** PROBLEMS **
**1)** How would you render this sentence from the Perl string-splitting question in Spanish: "Notice that the rest of the string EDAVTKPELRPCPTP is not stored in @array."
**2)** In the Perl string-splitting question, how many characters long is each fragment the code splits the string into?
**3)** Can you carry on the Perl string-splitting question from its final sentence?

How to split the entire string into array in Perl

Question

I'm trying to process an entire string but the way my code is written, part of it is not being processed. Here's a representation of my code:

#!/usr/bin/perl
my $string = "MAGRSHPGPLRPLLPLLVVAACVLPGAGGTCPERALERREEEAN
              VVLTGTVEEILNVDPVQHTYSCKVRVWRYLKGKDLVARESLLDGGNKVVISGFGDPLI
              CDNQVSTGDTRIFFVNPAPPYLWPAHKNELMLNSSLMRITLRNLEEVEFCVEDKPGTH
              LRDVVVGRHPLHLLEDAVTKPELRPCPTP";

$string =~ s/\s+//g;     # remove white space from string
# split the string into fragments of 58 characters and store in array
my @array = $string =~ /[A-Z]{58}/g;   
my $len = scalar @array;
print $len . "\n";    # this prints 3
# print the fragments
print $array[0] . "\n";
print $array[1] . "\n";
print $array[2] . "\n";
print $array[3] . "\n";

The code outputs the following:

3
MAGRSHPGPLRPLLPLLVVAACVLPGAGGTCPERALERREEEANVVLTGTVEEILNVD
PVQHTYSCKVRVWRYLKGKDLVARESLLDGGNKVVISGFGDPLICDNQVSTGDTRIFF
VNPAPPYLWPAHKNELMLNSSLMRITLRNLEEVEFCVEDKPGTHLRDVVVGRHPLHLL
<blank space>

Notice that the rest of the string EDAVTKPELRPCPTP is not stored in @array. When I'm creating my array, how do I store EDAVTKPELRPCPTP? Perhaps I could store it in $array[3]?

** DATA SECTION **
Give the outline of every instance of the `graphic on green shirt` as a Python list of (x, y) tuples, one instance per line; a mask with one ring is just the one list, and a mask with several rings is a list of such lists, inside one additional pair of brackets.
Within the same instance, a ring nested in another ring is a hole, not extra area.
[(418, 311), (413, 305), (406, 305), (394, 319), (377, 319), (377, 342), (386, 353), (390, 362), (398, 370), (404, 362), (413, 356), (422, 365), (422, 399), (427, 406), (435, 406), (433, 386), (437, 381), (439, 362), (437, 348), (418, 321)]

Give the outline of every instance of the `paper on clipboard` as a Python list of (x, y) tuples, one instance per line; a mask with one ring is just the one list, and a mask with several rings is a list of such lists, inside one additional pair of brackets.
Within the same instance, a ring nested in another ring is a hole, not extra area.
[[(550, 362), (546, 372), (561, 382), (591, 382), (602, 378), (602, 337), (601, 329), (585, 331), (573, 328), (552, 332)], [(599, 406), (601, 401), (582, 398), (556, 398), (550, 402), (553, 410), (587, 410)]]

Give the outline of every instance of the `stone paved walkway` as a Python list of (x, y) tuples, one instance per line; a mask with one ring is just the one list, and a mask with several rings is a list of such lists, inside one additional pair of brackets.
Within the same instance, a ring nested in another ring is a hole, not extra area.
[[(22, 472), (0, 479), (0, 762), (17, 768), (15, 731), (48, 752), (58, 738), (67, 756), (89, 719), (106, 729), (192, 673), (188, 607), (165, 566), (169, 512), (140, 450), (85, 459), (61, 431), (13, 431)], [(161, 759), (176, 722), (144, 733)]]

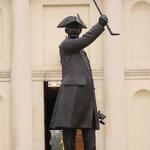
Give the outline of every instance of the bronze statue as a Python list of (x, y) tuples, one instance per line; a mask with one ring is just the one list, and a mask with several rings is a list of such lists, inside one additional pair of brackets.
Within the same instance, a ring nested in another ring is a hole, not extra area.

** SET OF ANSWERS **
**1)** Observe que el resto de la cadena EDAVTKPELRPCPTP no se almacena en @array.

**2)** 58 characters.

**3)**
Please don't name your variables something like @array. The @ says that it's an array; the letters are supposed to convey something useful about the purpose of its contents — Borodin
– Borodin, Commented Oct 28, 2015 at 22:19

Schwern · Accepted Answer · 2015-10-28 21:03:58Z

5

You've almost got it. You need to change your regex to allow for 1 to 58 characters.

my @array = $string =~ /[A-Z]{1,58}/g;

In addition, you have an error in your script using @prot_seq instead of @array. You should always use strict to protect yourself against this sort of thing. Here's the script with strict, warnings, and 5.10 features (to get say).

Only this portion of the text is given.